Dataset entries
..........

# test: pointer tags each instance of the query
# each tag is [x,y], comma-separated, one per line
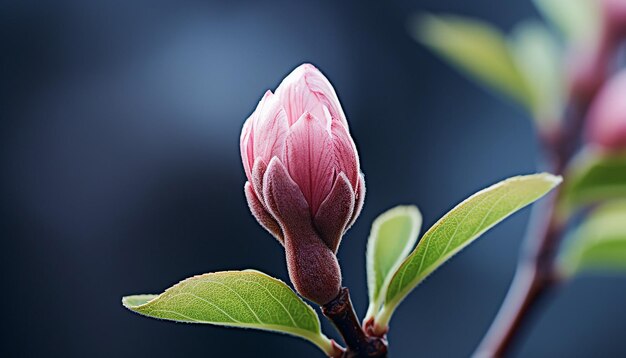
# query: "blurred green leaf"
[477,49]
[537,54]
[246,299]
[460,227]
[593,177]
[393,235]
[578,20]
[600,242]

..........

What you should do>
Transcribe every record above in full. Pictures stay out of the copy.

Expected answer>
# test: pointer tags each instance of the query
# each tag is [x,y], comma-separated, one per line
# query: "blurred green leaf"
[477,49]
[537,54]
[246,299]
[460,227]
[593,177]
[393,235]
[578,20]
[600,242]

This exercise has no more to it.